View the game or check out the "text + diagrams" version below.


The Russian Top League-2014 took place in Vladivostok
Images by Eteri Kublashvili, RuChess.ru

Fedoseev,Vladimir3 (2662) - Zvjaginsev,Vadim (2642) [D00]
67th ch-RUS HL 2014 Vladivostok RUS (9.3), 13.06.2014
 
[Balogh Csaba]
 
1.d4 d5 2.Bf4 White tries to drive the game to less explored territories.
2...Nf6 3.e3 g6 4.c4 



An ambitious move. Usually the players who quickly develop their bishop to f4 like to set up a very solid position with c3, but in this game White logically wanted to create complications. Now we reached a Gruenfeld-like position and both sides played in the spirit of this opening and used many typical tactical and positional ideas.
4...c5!?
In the spirit of the Gruenfeld to play against the center. [4...Bg7 5.Nc3 would have transposed to a huge main line of the Gruenfeld, but Zvjaginsev himself does not employ this opening, therefore he handles the opening with the typical moves but in the same time he avoids some theoretical discussions.]
5.dxc5 Nc6
Zvjaginsev conseqently continues his idea to avoid transpositions. We have already reached a new position. [However if Black had played 5...Bg7 6.Nc3 we have again transposed to a position with thousands of games...]
6.Nf3 Be6 [The most natural and objectively stronger move 6...Bg7! would have been a transposition again after 7.Nc3]
7.Nc3 Qa5
The most conse quent move again, but White can make use of, that the bishop has not developed yet to g7 and the pressure on c3 is that big at the moment. 



[7...dxc4 was dubious in view of 8.Ng5! White wins the c4 pawn.]
8.Qb3!
White attacks the b7 pawn and suddenly it is not easy to deal with this simple threat. Black has no adequate way to protect it, some passive moves like Nd8 obviously does not come into consideration, neither the trade of the queens with Qb4 because White is pawn up. Black is basicly forced to do the following intuitive sacrifice.
8...Bg7!
9.Qxb7 00!
Who says A must say B too. A piece does not caunt now, Black must focus on the e1 king, which still needs two tempi to castle kingside and Black should find his counterplay on the c3 square. Ne4 is a very dangerous threat.
10.Qxc6?!
Too gready! [10.Qb5! White should have been satisfied with two extra pawns and offered the trade of queens. White would have had the advantage in this case, but who could refrain to a "free" piece on c6...]
10...Ne4!
We have reached the dream of all Gruenfeld players. Such a dynamic position.

**INFORMATION GIVEN:**
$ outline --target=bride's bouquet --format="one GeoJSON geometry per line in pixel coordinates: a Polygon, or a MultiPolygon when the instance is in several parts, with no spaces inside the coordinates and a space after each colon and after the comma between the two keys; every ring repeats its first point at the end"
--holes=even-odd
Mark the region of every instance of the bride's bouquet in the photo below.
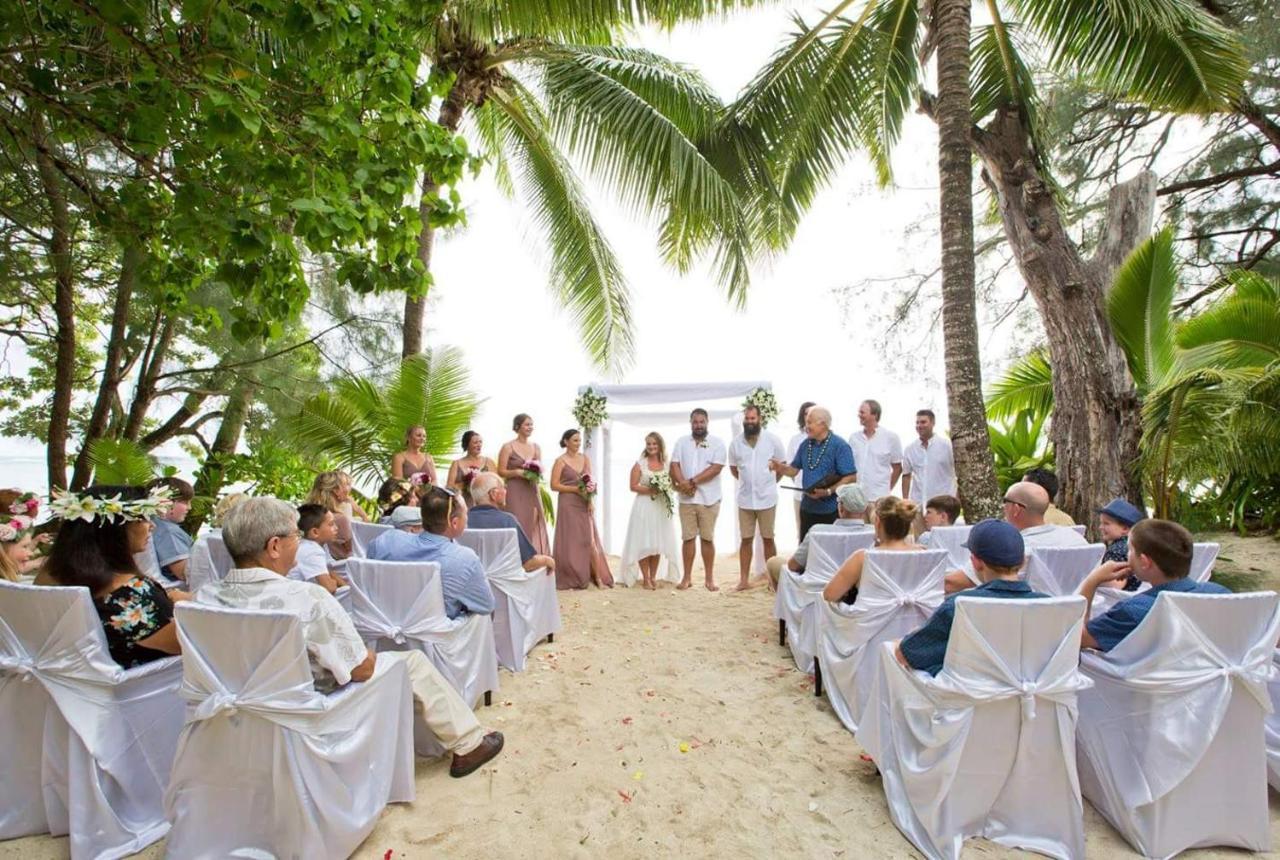
{"type": "Polygon", "coordinates": [[[676,485],[671,482],[671,475],[657,472],[649,477],[649,486],[653,489],[653,500],[667,509],[669,517],[676,512],[676,485]]]}
{"type": "Polygon", "coordinates": [[[520,467],[520,474],[530,484],[536,484],[543,480],[543,465],[536,459],[526,459],[520,467]]]}

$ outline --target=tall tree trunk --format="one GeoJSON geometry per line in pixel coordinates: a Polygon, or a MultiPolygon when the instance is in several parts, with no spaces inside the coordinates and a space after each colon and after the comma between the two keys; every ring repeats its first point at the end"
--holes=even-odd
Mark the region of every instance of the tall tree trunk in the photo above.
{"type": "MultiPolygon", "coordinates": [[[[45,124],[35,116],[36,134],[45,136],[45,124]]],[[[67,427],[72,416],[72,386],[76,384],[76,273],[72,262],[72,219],[63,193],[58,168],[44,146],[36,150],[36,170],[49,201],[49,259],[54,266],[54,399],[49,407],[46,462],[49,488],[67,486],[67,427]]]]}
{"type": "MultiPolygon", "coordinates": [[[[462,124],[462,111],[466,109],[466,74],[460,72],[454,78],[449,93],[440,105],[440,115],[436,124],[456,133],[462,124]]],[[[435,207],[435,196],[440,191],[440,184],[430,173],[422,174],[422,200],[417,205],[419,218],[422,219],[422,229],[417,234],[417,259],[422,269],[431,271],[431,250],[435,246],[435,227],[431,224],[431,212],[435,207]]],[[[401,326],[401,356],[408,358],[422,352],[422,325],[426,314],[426,296],[404,297],[404,321],[401,326]]]]}
{"type": "Polygon", "coordinates": [[[1142,504],[1142,403],[1107,321],[1106,291],[1124,257],[1151,232],[1155,177],[1143,174],[1112,192],[1103,239],[1085,260],[1062,225],[1019,113],[998,111],[974,143],[1044,324],[1062,485],[1057,503],[1079,522],[1092,522],[1093,512],[1116,497],[1142,504]]]}
{"type": "Polygon", "coordinates": [[[973,262],[973,154],[969,133],[969,4],[937,0],[938,180],[942,232],[942,337],[947,371],[947,412],[955,448],[956,479],[965,518],[977,522],[1000,514],[996,467],[982,399],[973,262]]]}
{"type": "Polygon", "coordinates": [[[198,504],[191,516],[183,522],[183,529],[195,535],[200,526],[212,512],[214,502],[227,482],[227,458],[236,453],[239,445],[241,434],[244,433],[244,422],[248,418],[248,407],[253,402],[253,393],[257,384],[248,376],[241,376],[230,394],[227,395],[227,406],[223,407],[223,420],[218,425],[218,435],[209,448],[204,465],[196,474],[196,499],[198,504]]]}
{"type": "Polygon", "coordinates": [[[102,362],[102,381],[97,388],[97,399],[90,415],[88,426],[81,439],[79,453],[76,454],[76,468],[72,471],[72,489],[81,490],[88,485],[93,467],[90,465],[90,445],[106,433],[111,406],[124,375],[124,337],[129,326],[129,307],[133,291],[137,287],[138,269],[142,266],[142,247],[131,242],[120,255],[120,274],[115,282],[115,302],[111,308],[111,331],[106,339],[106,358],[102,362]]]}

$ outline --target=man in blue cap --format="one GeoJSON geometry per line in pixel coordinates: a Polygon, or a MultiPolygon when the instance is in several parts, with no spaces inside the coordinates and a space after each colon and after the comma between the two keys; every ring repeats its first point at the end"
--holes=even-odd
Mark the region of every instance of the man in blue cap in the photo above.
{"type": "MultiPolygon", "coordinates": [[[[1139,521],[1146,520],[1146,512],[1128,499],[1111,499],[1107,507],[1098,508],[1098,532],[1107,545],[1107,552],[1102,554],[1103,562],[1129,561],[1129,530],[1139,521]]],[[[1139,580],[1133,573],[1125,581],[1125,591],[1137,591],[1139,580]]]]}
{"type": "Polygon", "coordinates": [[[1047,594],[1032,591],[1030,586],[1018,578],[1025,557],[1023,536],[1014,526],[1002,520],[983,520],[969,531],[965,541],[973,571],[982,585],[959,594],[952,594],[942,601],[937,612],[914,633],[897,645],[897,659],[902,665],[923,669],[929,674],[942,671],[942,659],[947,654],[947,640],[951,639],[951,622],[956,616],[956,598],[1004,598],[1007,600],[1027,600],[1047,598],[1047,594]]]}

**REQUESTS:**
[1] From the chess annotation above, reproduce everything from "[Balogh Csaba]" down to "and positional ideas.".
[2] In the chess annotation above, which move does the annotator say White should have played instead of 10.Qxc6?

**RESULTS IN ORDER:**
[1]
[Balogh Csaba]
 
1.d4 d5 2.Bf4 White tries to drive the game to less explored territories.
2...Nf6 3.e3 g6 4.c4 



An ambitious move. Usually the players who quickly develop their bishop to f4 like to set up a very solid position with c3, but in this game White logically wanted to create complications. Now we reached a Gruenfeld-like position and both sides played in the spirit of this opening and used many typical tactical and positional ideas.

[2] 10.Qb5